SELECTED TEXT →
»»

Laugh, Don't Cry
I was trying to explain how Phoenix works, or rather doesn't work, to my out-of-country sister and brother-in-law before Sunday's baseball game. Reaching for a New Times at Filiberto's on Broadway in Tempe, I read aloud to them David Holthouse's column on Mayor Skip Rimsza's "State of the City" luncheon ("Rimsza Job," April 20). They nearly choked laughing on their breakfast burritos. The cosmic humor of our situation can sometimes only be appreciated through visitors' eyes.
But for a brief interlude during Terry Goddard's administration, the corporate oligarchy has always controlled this town. Today it has such confidence that it does not even bother to script its puppet. Pay no attention to that man behind the curtain; he's paying no attention, either.
Just wanted to add my (informed) two cents ("Chemistry Decree," James Hibberd, April 20). First, GHB is not the so-called date-rape drug. That name was reserved years ago for Rohypnol (Flunitrazepam). (See many articles in Yahoo http://www.health.org/pubs/factsht/rohypnol.htm)
About a year and a half ago, the FDA got the idea to remove GHB from the U.S. market and make its possession or importation a crime so the major drug companies could introduce some new patented drugs for alcohol/drug withdrawal and senility. As there are already many sleeping pills, the FDA/federal government decided to start calling GHB the date-rape drug. The only connection possible is that if you take enough, you get very sleepy. The best time to take GHB is at bedtime (as the instructions say). But since the government's plan was to get it removed, it needed some major issue to rally unaware people around. (The 1990 act only served to remove it from health-food stores, and a few states outlawed it based on the FDA allegations at that time.)

««

APPLY WHAT YOU READ →
1. Decide whether each statement below agrees with the reader letters above. For (a), (b) and (c), answer yes or no, and quote the deciding words from the letters.
(a) The writer read the column aloud at Filiberto's on Broadway in Tempe.
(b) The second letter says GHB is the drug known as the date-rape drug.
(c) According to the second letter, the 1990 act removed GHB from health-food stores.
2. Carry the reader letters above forward, writing on from their final sentence.

DATA SUPPLIED →
»»

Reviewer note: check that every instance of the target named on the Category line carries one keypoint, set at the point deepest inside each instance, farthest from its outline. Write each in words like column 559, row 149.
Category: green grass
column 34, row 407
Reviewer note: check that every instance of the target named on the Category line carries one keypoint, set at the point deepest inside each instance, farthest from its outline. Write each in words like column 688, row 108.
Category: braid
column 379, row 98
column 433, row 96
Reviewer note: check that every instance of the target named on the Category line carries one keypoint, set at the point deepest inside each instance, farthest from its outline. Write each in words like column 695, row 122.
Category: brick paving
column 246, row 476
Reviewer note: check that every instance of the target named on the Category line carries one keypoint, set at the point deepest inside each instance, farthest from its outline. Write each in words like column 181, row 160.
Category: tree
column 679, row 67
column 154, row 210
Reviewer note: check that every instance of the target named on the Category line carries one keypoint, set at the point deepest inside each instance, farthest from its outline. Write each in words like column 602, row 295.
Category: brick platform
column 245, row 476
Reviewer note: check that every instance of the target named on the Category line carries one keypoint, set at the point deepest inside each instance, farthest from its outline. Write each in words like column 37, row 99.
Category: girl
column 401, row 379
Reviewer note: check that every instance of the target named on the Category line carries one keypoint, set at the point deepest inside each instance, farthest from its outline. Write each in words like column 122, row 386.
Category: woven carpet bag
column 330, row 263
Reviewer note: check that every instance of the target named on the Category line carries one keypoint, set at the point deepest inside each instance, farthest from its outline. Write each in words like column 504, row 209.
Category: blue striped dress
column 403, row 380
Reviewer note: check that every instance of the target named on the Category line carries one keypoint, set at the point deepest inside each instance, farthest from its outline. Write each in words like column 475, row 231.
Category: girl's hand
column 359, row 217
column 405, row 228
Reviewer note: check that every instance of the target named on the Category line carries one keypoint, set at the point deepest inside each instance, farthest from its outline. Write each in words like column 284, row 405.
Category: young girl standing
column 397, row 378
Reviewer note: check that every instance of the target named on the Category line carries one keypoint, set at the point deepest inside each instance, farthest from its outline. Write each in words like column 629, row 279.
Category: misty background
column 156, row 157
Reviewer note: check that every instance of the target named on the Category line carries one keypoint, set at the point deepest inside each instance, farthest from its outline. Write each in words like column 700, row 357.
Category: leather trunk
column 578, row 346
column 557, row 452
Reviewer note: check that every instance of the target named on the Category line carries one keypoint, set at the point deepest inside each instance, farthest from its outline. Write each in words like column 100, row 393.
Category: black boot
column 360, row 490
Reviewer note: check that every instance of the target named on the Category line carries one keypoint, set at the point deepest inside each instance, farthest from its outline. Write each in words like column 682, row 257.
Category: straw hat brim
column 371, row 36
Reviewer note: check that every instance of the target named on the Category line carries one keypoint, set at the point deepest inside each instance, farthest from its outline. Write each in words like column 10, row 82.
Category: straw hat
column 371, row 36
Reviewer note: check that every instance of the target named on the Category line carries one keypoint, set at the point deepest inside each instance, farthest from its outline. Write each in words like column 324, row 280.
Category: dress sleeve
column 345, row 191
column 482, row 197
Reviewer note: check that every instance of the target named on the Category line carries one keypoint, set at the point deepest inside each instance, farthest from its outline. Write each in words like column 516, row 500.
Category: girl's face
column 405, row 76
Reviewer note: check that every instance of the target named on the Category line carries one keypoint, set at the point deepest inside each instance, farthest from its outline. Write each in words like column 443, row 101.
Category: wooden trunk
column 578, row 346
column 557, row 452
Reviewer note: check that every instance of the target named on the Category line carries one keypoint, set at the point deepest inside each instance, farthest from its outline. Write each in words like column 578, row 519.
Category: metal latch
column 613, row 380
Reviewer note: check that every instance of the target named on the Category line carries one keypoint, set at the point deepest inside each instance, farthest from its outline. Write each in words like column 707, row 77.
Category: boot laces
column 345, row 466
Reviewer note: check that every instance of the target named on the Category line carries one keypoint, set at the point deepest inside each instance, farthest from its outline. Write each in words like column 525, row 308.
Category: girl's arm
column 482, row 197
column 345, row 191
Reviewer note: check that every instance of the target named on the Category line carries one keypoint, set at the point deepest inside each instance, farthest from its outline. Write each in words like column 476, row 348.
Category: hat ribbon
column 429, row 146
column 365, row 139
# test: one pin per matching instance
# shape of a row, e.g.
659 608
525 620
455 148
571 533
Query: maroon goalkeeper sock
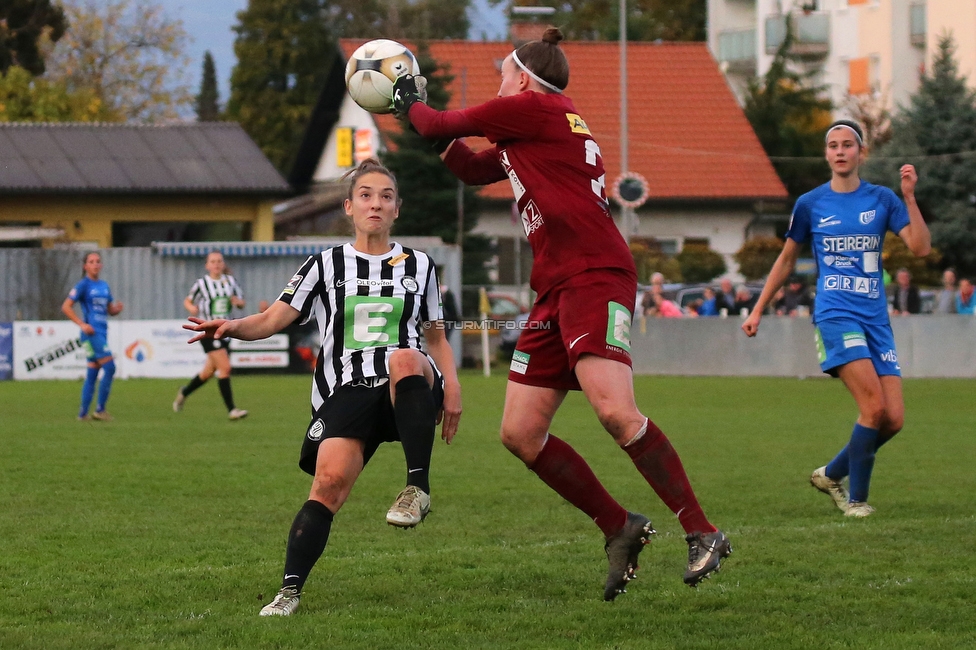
661 467
565 471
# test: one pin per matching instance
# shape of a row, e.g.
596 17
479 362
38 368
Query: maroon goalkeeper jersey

««

RESULTS FOR THE EXERCISE →
1.
(a) Yes: "Reaching for a New Times at Filiberto's on Broadway in Tempe, I read aloud to them David Holthouse's column"
(b) No: "First, GHB is not the so-called date-rape drug."
(c) Yes: "The 1990 act only served to remove it from health-food stores"

2.
Next came the stories of deaths. I defy you to find one death caused by taking GHB. At best the FDA can claim that the death may have been related to GHB and alcohol consumption. We all know the risk of alcohol. It causes deaths every day. There have been several claims of death in the media, but every time I checked, there was no autopsy or hard medical evidence. GHB is a naturally occurring substance in every cell in your body. In higher doses, it suppresses the production of dopamine so the serotonin-to-dopamine ratio is changed, and this makes you sleepy. In very high doses, it can induce a comalike sleep that can last for several hours.
It is still sold in many European countries (both over the counter and by prescription) for alcohol/drug withdrawal, sleep disorders and depression, and it is great when traveling through many time zones (better than the hormone melatonin) to readjust your body clock. Until recently I used this product for years and learned of it overseas many years ago. It has also been used by weightlifters/bodybuilders because it is the most powerful single chemical growth hormone releasing agent presently known. Growth hormone plays many roles, but is best known for body contouring (by changing body composition from fat to muscle), anti-aging properties, improved healing, etc.
The story here is the same as with tryptophan, which is a safe and required (read: essential) amino acid that has been removed from the market because a single supplier delivered a tainted batch that did, in fact, cause a death. Every year thousands die from FDA-approved drugs and, of course, both Tylenol and Advil have had tainted batches that caused deaths, but they are still on the market. The moral here is that if you have a patent or a way to control the profits interest, then a few deaths here and there are okay, but if your product is natural and can't be patented, then neither the FDA nor the drug companies want it on the market.
Sorry to harp on this subject and correct your facts, but I am sick of seeing good products, remedies and non-prescription drugs removed from the market in the U.S. to our detriment so GLAXO, Pfizer or Merck can make more money while the puppets at the FDA help them however possible.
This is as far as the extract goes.